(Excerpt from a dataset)

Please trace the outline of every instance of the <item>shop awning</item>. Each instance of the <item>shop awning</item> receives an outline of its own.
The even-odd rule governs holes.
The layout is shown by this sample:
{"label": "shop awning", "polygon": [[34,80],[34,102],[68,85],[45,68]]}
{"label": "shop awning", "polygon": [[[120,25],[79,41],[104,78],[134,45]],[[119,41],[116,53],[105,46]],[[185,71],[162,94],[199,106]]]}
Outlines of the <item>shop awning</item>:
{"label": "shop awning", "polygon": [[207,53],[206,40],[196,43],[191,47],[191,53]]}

Given exercise: Rewrite every line of the listing above, requests included, and add 140 to each polygon coordinate in the answer outlines. Leave the requests and their format sample unchanged.

Correct response:
Please trace the outline of every instance of the <item>shop awning</item>. Each instance of the <item>shop awning</item> receives an outline of its own.
The even-odd rule governs holes.
The layout is shown by this sample:
{"label": "shop awning", "polygon": [[34,80],[34,102],[68,85],[45,68]]}
{"label": "shop awning", "polygon": [[[120,25],[79,41],[104,78],[134,45]],[[119,41],[116,53],[105,46]],[[185,71],[162,94],[199,106]]]}
Outlines of the <item>shop awning</item>:
{"label": "shop awning", "polygon": [[347,193],[346,180],[336,183],[331,187],[331,193]]}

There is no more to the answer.